> To do
**a.** In the commentary on oil and the global economy, on what date was the earlier note about oil published?
**b.** Continue the commentary on oil and the global economy from the point where it stops.

> Excerpt
Remember, it was oil that sent shock waves through the global economy early in the year. Meanwhile everyone was focusing on China's economic slowdown, and ignoring the disease of cheap oil. In fact, most of the strategists and economist in the tall buildings in New York were telling us cheap oil was great for the economy. We saw it differently. We've talked a lot about oil in the past few months. In our note back on January 26th, we laid out all of the reasons oil could destroy the global economy, AND why the central banks would NOT let it happen.

We think it's important to always keep an eye on the forest rather than the trees, to keep perspective on the big theme, rather than the daily news. With that, today, we want to revisit that note from January. I think you'll find the script has played out beautifully. And with a robust oil recovery now underway, we have an economic environment that sets up, as we've said in recent weeks, for positive surprises and for a broad sentiment shift -- away from gloom and doom, and toward a more optimistic outlook. That shift means a lot for commodities, stocks, bond yields, the job market, the housing market...you name it.

> Dataset extract
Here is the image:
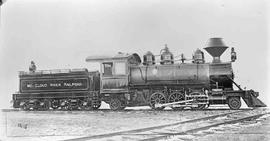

> Answer list
**a.** January 26th.

**b.**
Below is a revisit of our January 26th note, along with how things have played out ...

Since the global economic crisis erupted in 2007–2008, the world has slowly been in repair–mode, but we’ve had numerous events along the way that have shaken global investor confidence. And expect that to continue.

While interpreting the impact of events on the future path of economies and financial markets can be difficult, it often helps to step back, remove yourself from the noise, and look at the bigger picture. With our new short–daily notes, we want to give you our perspective in a world where media hype and fear tends to dominate investor confidence. We hope that it helps everyone to read through the bad messaging and make more informed decisions.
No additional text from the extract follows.